[Records from a dataset]
☆ ☆ ☆ ☆ ☆

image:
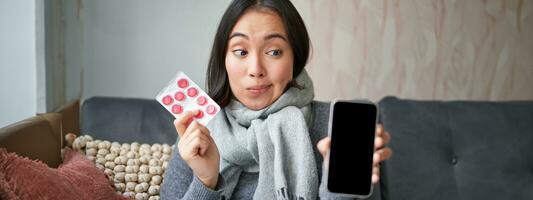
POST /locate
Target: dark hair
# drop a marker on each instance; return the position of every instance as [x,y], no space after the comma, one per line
[217,78]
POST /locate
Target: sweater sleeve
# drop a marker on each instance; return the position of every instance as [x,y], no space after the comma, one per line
[179,182]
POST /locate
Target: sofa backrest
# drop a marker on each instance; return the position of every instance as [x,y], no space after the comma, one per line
[127,120]
[459,150]
[36,137]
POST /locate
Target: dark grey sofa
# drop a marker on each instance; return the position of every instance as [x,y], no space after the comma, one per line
[442,150]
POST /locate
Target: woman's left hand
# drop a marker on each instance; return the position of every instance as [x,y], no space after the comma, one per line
[381,152]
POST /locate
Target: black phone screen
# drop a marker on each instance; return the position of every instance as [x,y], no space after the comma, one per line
[352,146]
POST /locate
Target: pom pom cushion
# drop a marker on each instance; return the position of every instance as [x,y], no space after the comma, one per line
[76,178]
[136,170]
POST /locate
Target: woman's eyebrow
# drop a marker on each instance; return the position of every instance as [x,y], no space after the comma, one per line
[275,35]
[237,34]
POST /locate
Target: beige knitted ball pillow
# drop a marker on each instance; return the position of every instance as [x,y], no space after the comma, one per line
[136,170]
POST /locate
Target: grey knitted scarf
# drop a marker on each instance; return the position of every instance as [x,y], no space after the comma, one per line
[273,141]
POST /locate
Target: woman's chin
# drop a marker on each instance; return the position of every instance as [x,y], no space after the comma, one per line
[256,104]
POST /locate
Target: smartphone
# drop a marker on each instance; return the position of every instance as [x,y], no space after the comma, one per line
[352,127]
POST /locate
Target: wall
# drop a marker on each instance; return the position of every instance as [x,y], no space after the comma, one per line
[20,54]
[472,50]
[132,48]
[448,50]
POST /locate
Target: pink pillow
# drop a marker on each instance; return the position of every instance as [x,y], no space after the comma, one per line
[76,178]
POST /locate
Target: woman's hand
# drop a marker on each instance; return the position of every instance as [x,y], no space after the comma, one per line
[198,149]
[381,152]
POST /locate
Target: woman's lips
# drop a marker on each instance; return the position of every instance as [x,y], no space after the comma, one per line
[260,89]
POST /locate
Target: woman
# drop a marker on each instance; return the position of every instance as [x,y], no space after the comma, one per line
[260,145]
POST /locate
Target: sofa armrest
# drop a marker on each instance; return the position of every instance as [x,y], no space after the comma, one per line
[37,137]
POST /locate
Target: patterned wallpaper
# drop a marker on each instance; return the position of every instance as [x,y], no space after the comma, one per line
[421,49]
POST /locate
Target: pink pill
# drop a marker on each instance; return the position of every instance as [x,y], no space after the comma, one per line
[211,109]
[200,114]
[179,96]
[167,100]
[201,100]
[183,83]
[177,109]
[192,92]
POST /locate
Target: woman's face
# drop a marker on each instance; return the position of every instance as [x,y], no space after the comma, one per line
[259,59]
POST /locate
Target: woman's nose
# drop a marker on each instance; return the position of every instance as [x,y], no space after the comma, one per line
[256,68]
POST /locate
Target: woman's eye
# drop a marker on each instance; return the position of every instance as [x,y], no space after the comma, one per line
[275,52]
[240,52]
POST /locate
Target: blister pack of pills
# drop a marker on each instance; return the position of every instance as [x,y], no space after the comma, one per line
[181,95]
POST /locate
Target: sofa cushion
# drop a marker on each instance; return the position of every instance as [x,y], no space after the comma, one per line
[127,120]
[459,150]
[76,178]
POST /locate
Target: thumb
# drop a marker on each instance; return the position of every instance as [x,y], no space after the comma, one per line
[324,146]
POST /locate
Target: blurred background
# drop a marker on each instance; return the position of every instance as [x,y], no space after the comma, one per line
[56,51]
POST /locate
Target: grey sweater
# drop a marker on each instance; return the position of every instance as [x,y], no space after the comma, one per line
[180,183]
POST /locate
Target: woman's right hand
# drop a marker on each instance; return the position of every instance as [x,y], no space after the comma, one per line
[198,149]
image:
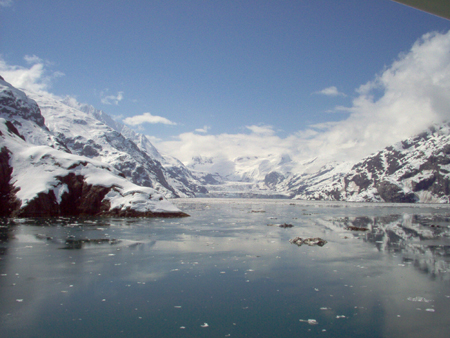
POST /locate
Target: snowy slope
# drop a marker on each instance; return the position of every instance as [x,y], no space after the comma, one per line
[41,180]
[414,170]
[90,132]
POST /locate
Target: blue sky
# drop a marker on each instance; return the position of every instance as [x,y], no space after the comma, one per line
[229,66]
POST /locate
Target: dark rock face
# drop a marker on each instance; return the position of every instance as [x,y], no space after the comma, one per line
[81,199]
[393,193]
[13,106]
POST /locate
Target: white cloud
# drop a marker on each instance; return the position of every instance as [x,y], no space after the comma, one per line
[330,91]
[203,130]
[146,118]
[37,78]
[111,99]
[403,100]
[262,130]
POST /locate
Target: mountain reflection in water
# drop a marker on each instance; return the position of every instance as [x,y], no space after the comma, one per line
[383,271]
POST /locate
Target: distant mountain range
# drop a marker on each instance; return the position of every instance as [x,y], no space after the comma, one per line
[64,137]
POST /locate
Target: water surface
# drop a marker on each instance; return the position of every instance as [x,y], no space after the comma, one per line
[224,271]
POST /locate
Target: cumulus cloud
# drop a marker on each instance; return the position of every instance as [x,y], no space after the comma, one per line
[259,142]
[330,91]
[203,130]
[403,100]
[146,118]
[111,99]
[37,78]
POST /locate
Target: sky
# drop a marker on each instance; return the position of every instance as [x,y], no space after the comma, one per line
[339,79]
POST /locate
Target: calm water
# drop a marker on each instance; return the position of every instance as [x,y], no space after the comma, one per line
[224,272]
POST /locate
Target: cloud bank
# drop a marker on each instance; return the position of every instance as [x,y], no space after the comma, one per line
[404,99]
[330,91]
[111,99]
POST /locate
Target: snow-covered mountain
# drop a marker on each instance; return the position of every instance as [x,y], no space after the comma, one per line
[414,170]
[39,176]
[89,132]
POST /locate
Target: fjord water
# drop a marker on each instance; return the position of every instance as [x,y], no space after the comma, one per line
[225,271]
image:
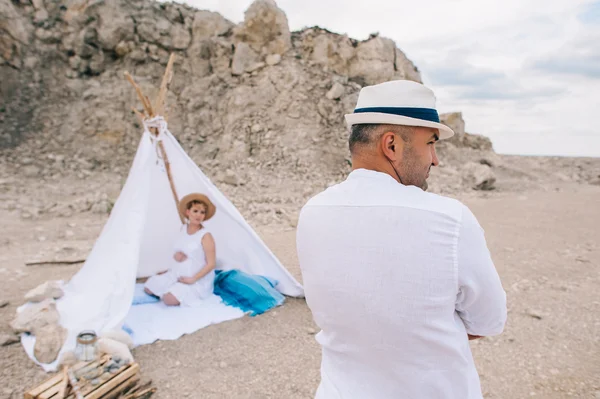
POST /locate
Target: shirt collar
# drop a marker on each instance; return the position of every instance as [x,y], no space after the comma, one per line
[371,174]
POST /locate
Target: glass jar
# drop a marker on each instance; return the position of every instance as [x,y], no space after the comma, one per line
[86,346]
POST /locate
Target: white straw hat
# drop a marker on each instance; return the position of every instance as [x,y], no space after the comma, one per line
[398,102]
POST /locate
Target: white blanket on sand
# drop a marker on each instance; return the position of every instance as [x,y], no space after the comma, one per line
[155,321]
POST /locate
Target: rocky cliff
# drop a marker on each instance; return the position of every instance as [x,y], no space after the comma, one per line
[258,107]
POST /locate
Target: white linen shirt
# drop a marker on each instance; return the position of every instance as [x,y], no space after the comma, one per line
[395,278]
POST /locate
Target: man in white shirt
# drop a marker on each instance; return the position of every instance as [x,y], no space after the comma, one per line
[397,279]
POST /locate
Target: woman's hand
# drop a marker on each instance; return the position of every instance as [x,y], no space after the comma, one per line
[180,256]
[186,280]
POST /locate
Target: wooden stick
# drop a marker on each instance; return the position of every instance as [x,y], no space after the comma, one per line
[139,114]
[171,183]
[110,385]
[159,105]
[124,386]
[140,394]
[62,393]
[74,384]
[143,98]
[54,262]
[53,381]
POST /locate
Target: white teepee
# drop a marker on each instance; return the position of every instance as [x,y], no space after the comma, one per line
[137,241]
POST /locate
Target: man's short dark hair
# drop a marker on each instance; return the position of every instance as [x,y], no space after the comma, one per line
[368,133]
[361,134]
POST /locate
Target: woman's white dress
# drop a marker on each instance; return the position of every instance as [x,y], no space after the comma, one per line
[186,294]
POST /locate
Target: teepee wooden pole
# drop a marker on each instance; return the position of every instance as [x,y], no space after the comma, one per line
[159,104]
[158,110]
[163,153]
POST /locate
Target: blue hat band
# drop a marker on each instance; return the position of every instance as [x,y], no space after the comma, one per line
[427,114]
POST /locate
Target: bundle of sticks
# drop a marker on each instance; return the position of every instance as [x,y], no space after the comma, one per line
[106,378]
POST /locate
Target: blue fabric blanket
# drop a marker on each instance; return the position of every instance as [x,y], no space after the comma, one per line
[251,293]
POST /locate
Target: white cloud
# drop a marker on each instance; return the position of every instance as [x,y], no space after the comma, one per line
[525,73]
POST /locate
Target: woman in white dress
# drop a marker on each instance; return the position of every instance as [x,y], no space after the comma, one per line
[191,277]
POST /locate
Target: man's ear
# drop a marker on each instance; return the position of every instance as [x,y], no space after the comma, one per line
[390,146]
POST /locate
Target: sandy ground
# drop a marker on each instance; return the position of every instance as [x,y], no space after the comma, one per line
[545,245]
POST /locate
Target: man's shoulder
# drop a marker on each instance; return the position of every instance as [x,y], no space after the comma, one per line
[395,195]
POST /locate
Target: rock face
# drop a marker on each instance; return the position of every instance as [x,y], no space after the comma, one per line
[479,176]
[259,108]
[265,28]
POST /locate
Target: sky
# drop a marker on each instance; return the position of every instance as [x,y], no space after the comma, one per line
[525,73]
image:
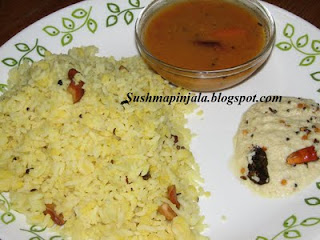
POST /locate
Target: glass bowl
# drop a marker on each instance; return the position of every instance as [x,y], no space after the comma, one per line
[199,80]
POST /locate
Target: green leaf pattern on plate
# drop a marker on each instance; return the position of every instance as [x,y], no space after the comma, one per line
[291,226]
[128,15]
[302,42]
[26,50]
[70,25]
[36,230]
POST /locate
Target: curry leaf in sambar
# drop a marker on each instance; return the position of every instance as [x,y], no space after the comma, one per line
[302,41]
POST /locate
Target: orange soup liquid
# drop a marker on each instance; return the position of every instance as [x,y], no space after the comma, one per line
[204,35]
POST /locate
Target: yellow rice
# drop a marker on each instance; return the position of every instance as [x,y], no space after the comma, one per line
[88,158]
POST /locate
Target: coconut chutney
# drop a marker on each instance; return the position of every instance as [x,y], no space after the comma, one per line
[276,147]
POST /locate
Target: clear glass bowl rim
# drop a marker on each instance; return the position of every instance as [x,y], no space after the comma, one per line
[242,67]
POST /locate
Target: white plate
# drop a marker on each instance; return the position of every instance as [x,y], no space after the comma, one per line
[232,212]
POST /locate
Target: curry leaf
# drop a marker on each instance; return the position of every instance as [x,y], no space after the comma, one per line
[284,46]
[68,23]
[112,20]
[313,201]
[51,30]
[316,45]
[288,31]
[10,62]
[310,221]
[7,218]
[128,17]
[307,61]
[134,3]
[22,47]
[290,221]
[79,13]
[41,50]
[92,25]
[302,41]
[114,8]
[292,234]
[66,39]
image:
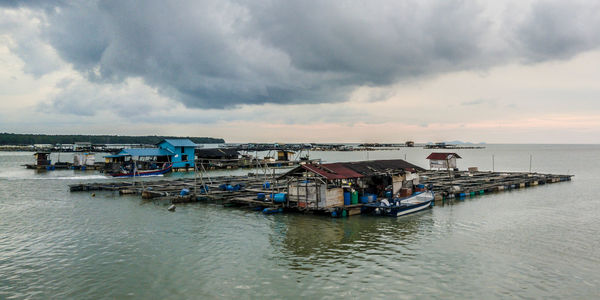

☆ ☆ ☆ ☆ ☆

EXERCISE DETAILS: Select every line in the rows above that contains the word "blue" and copy each one out in full.

SOLUTION TO THE PROBLEM:
Target: blue sky
Target: blue hat band
Target: blue fabric blanket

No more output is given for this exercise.